→ Instructions to follow: Decide whether each statement agrees with the abstract on aligning sclerochronological records, answering yes or no and quoting the words from the abstract that settle it: (a) The study presents and compares two methods for temporal alignment. (b) The second method relies on linear interpolation between temporal reference points. (c) The underlying growth models come out much the same whichever alignment method is used.

→ Text shown:
-------

Abstract

Oxygen isotope (δ18O) records of incrementally banded marine calcifiers provide high-resolution information about modern and past environmental conditions. However, given their biological origin, these records are often distorted by ontogenetic and seasonal growth pattern. To evaluate their reliability, many studies correlate skeletal δ18O records with instrumentally measured time series of environmental conditions using a variety of methods to recalculate their temporal framework. Lacking consistency and a limited traceability of many temporal alignment methods underline the need for standardized and flexible method for the temporal alignment of sclerochronological records. Here, two methods for the temporal alignment of sclerochronological data and their application on measured oxygen isotope signatures of a fish otolith and a marine bivalve shell are presented and compared. The first method is a flexible approach using a linear interpolation between carefully selected temporal reference points for recalculating ontogenetic growth effects with an optional extension accounting for seasonal growth oscillations. The second approach uses the seasonally-oscillating Von Bertalanffy growth function parameterized based on the oxygen isotope record to reconstruct the underlying growth model and reconstruct thereby its temporal framework. Using these methods, we re-align δ18O-based water temperature records of a Carlarius heudelotii otolith and a Venus crebrisulca shell with measured sea surface temperature time series and compare the resulting correlation as well as the different underlying growth models. Our results show that both methods represent useful tools for the temporal alignment of sclerochronological records. However, underlying growth models strongly differ depending on the temporal alignment method and the parameters used for the reconstruction of the temporal framework. This underlines the importance of a careful selection of a particular alignment method depending on the complexity of distortion due to seasonal and ontogenetic growth trajectories. Moreover, we show that both organisms represent reliable paleoenvironmental archives providing sub-seasonally resolved water temperature records.

-------

→ Referring expression data:

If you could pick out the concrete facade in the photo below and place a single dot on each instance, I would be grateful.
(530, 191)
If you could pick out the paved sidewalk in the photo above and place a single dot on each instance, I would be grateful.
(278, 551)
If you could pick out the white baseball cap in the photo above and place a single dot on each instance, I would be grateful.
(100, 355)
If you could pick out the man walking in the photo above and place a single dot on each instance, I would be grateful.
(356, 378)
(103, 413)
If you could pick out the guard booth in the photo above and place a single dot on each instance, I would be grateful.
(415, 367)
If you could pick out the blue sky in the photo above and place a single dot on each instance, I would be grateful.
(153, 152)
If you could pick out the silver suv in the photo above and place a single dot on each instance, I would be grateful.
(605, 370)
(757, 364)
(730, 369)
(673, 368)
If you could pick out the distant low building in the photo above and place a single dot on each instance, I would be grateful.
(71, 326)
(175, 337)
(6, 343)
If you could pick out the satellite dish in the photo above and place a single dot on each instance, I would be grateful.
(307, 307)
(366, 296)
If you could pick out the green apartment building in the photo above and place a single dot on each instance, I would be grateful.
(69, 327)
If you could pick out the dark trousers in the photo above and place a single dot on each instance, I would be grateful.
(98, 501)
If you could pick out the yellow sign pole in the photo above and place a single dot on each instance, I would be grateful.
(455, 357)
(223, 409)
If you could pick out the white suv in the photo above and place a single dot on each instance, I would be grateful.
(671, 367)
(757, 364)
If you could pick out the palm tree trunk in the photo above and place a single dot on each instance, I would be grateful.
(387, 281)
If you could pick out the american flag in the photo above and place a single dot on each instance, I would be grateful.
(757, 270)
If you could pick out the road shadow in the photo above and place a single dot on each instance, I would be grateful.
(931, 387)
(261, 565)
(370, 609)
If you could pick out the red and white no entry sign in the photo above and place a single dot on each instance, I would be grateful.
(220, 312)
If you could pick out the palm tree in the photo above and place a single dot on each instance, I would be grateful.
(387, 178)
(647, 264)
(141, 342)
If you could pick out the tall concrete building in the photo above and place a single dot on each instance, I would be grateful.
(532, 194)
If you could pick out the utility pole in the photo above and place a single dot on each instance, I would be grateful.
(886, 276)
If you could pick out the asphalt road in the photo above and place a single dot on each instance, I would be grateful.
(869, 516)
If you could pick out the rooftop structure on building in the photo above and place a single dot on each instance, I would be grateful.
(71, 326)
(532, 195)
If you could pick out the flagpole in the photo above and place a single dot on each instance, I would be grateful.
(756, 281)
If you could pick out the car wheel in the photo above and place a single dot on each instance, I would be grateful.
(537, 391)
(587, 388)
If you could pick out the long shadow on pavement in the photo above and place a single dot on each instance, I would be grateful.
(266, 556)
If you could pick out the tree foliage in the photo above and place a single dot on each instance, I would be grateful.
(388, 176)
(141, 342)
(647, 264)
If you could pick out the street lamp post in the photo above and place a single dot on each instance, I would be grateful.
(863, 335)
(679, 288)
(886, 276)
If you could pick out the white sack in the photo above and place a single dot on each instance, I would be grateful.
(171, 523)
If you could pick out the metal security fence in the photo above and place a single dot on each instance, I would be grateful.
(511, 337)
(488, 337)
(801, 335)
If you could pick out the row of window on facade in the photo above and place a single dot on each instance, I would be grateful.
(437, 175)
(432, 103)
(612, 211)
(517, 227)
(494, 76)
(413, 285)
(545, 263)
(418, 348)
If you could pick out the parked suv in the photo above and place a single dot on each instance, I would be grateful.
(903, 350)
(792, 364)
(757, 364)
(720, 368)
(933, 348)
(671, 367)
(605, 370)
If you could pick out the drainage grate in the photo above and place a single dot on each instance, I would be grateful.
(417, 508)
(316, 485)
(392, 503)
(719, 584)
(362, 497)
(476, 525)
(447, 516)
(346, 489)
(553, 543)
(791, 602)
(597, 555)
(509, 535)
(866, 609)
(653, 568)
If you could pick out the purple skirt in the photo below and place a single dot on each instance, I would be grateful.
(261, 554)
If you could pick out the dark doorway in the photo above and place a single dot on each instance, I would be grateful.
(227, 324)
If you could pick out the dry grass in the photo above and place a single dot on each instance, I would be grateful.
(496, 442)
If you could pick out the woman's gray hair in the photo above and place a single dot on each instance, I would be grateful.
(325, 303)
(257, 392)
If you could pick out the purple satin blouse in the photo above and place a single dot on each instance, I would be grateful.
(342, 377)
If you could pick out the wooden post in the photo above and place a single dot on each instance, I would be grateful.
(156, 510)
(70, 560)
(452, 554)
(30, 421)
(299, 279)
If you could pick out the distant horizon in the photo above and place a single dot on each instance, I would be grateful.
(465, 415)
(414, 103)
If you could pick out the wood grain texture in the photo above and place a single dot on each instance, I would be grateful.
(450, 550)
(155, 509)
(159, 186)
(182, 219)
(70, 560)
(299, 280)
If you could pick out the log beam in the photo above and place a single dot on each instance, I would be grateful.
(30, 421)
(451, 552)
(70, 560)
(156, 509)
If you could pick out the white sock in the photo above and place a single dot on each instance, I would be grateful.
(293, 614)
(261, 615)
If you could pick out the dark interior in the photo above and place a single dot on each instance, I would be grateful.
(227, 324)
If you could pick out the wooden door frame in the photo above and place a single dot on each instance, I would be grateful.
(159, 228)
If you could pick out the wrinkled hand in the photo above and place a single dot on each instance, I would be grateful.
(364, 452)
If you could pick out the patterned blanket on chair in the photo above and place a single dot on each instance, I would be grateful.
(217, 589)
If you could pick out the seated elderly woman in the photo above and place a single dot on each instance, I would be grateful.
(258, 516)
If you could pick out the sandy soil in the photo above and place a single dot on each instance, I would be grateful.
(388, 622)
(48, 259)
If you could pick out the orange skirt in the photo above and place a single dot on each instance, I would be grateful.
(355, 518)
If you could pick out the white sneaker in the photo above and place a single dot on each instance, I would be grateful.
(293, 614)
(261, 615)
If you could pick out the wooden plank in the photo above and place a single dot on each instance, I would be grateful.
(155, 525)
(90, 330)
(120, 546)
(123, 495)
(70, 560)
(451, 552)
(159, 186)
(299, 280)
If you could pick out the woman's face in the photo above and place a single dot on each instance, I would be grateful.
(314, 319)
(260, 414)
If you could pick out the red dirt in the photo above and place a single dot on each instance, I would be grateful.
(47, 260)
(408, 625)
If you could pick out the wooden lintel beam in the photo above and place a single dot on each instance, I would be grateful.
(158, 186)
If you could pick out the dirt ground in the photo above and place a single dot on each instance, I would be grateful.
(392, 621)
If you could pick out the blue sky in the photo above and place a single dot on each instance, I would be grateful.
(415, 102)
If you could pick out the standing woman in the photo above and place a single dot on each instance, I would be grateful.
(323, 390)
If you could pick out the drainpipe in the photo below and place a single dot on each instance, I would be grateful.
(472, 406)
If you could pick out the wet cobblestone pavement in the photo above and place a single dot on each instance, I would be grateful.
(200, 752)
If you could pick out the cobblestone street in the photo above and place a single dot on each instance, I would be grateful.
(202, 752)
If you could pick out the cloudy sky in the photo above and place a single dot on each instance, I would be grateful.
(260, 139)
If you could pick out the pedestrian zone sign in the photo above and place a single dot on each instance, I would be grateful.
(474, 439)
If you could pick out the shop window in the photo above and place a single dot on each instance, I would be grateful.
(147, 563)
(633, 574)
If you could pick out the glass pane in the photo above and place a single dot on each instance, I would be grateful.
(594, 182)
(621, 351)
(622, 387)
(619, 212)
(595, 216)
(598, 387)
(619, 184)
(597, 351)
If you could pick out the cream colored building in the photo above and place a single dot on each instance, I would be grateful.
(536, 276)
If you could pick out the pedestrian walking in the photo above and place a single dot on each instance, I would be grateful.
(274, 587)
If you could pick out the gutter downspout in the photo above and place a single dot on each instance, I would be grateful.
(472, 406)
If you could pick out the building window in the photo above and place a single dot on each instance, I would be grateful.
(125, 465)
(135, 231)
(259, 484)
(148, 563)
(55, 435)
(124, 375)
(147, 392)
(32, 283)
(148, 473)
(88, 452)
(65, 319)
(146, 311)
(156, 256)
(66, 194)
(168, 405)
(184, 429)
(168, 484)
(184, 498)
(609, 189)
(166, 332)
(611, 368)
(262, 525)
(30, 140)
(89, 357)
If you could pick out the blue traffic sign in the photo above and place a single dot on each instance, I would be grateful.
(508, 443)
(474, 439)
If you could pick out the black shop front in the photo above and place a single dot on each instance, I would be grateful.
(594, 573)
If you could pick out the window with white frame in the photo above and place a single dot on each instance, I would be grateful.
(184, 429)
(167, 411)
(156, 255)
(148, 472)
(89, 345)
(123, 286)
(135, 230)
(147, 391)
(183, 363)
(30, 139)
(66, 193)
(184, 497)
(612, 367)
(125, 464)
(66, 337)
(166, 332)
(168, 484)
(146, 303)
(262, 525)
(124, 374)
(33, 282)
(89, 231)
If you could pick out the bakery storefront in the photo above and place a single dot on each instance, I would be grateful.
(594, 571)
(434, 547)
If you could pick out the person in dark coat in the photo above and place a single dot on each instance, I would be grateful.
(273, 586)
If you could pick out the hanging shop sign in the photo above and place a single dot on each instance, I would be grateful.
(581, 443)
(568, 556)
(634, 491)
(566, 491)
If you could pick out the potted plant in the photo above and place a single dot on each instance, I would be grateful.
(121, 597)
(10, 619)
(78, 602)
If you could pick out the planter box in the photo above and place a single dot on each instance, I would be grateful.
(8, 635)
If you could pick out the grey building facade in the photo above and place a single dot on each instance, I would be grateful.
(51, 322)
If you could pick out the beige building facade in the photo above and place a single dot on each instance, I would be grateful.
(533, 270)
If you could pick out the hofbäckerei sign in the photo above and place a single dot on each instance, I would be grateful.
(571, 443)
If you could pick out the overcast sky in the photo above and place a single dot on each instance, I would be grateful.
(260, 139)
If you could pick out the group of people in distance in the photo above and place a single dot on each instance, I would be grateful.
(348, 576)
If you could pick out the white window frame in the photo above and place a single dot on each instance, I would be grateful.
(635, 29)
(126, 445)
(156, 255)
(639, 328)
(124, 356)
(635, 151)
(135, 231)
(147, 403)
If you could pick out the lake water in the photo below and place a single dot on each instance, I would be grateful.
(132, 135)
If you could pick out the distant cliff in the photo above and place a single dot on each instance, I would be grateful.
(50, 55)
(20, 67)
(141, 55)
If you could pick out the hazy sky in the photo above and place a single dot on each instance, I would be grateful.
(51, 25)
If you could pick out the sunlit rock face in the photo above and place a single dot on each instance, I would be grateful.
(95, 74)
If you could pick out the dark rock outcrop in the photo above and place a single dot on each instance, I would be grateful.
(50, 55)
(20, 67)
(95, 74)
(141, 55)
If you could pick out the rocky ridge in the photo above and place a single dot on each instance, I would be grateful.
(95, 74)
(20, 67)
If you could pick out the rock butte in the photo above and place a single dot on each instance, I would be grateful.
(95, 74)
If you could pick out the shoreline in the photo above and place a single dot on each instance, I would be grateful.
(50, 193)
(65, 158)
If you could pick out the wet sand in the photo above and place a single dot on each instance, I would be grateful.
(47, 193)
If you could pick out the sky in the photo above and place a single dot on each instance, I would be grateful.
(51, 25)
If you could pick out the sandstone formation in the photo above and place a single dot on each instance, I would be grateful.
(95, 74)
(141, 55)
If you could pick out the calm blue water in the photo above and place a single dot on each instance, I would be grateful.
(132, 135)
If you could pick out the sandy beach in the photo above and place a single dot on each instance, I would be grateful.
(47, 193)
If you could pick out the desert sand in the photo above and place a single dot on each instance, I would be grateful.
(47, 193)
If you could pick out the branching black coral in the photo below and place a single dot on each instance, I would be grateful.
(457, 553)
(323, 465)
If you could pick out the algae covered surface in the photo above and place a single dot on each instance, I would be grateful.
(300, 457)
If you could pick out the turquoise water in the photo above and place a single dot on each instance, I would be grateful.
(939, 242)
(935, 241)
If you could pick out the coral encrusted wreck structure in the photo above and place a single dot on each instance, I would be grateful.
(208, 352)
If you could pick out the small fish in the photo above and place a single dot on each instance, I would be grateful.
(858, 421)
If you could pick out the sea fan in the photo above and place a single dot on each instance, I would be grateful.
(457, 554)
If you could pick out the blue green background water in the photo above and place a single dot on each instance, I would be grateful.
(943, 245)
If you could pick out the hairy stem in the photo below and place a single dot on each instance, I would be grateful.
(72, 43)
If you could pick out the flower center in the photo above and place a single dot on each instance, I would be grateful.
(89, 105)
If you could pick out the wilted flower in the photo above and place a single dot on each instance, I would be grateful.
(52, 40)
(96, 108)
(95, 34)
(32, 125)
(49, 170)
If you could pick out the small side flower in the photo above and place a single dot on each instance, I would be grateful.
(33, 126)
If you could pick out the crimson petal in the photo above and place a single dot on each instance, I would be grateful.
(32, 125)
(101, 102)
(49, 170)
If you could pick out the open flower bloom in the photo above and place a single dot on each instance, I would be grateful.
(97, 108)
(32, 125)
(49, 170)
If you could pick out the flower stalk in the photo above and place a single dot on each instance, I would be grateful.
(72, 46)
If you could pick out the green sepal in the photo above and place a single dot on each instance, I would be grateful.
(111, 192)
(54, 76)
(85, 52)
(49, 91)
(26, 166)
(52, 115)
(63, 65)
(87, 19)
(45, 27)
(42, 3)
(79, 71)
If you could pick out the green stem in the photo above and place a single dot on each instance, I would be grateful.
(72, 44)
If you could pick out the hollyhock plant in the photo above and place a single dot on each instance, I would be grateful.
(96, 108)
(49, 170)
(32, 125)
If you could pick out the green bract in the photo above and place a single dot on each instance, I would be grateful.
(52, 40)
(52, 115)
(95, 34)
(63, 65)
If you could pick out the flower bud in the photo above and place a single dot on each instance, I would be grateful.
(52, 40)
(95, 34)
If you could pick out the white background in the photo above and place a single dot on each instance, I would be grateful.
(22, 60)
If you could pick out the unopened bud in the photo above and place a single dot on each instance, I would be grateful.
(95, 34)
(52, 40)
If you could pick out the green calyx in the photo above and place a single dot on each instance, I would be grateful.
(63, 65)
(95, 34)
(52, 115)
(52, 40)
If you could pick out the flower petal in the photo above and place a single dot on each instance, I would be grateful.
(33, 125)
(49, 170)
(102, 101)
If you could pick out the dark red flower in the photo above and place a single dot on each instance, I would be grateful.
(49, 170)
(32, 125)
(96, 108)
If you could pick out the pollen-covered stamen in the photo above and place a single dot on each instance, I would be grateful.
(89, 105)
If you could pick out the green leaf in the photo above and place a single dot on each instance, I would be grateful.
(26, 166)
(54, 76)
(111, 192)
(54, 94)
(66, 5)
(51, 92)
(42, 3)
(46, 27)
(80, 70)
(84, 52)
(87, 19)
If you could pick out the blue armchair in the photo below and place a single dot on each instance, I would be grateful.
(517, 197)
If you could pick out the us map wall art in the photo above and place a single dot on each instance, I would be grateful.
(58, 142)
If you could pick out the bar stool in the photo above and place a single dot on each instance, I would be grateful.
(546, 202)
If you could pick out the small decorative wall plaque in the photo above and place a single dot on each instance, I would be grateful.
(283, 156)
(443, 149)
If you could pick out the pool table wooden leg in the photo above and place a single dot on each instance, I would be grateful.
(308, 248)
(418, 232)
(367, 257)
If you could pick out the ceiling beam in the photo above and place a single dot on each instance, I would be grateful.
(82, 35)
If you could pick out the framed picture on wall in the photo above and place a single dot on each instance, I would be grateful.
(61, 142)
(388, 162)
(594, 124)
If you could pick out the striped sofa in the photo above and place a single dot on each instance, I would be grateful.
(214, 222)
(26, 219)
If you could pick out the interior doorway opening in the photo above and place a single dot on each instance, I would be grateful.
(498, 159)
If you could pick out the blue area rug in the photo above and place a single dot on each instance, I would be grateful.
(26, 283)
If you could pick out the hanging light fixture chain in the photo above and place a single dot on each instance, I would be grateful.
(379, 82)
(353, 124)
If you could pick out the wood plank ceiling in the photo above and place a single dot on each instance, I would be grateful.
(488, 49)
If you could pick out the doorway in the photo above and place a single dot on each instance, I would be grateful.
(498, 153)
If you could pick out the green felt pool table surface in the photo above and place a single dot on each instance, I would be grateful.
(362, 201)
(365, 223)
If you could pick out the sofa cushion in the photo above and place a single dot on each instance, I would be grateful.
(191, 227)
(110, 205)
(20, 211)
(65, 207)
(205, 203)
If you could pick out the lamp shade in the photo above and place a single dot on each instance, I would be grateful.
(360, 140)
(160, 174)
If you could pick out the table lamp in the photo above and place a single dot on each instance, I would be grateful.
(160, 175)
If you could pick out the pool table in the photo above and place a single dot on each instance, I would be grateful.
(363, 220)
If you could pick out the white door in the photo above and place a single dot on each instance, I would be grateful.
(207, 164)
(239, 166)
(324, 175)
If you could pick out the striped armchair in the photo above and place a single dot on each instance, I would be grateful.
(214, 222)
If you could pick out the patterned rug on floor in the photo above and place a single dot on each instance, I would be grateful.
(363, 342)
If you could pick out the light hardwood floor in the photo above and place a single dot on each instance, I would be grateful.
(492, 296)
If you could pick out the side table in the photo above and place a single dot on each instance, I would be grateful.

-------

→ Solution below:
(a) Yes: "two methods for the temporal alignment of sclerochronological data and their application on measured oxygen isotope signatures of a fish otolith and a marine bivalve shell are presented and compared."
(b) No: "The second approach uses the seasonally-oscillating Von Bertalanffy growth function parameterized based on the oxygen isotope record"
(c) No: "underlying growth models strongly differ depending on the temporal alignment method and the parameters used for the reconstruction of the temporal framework."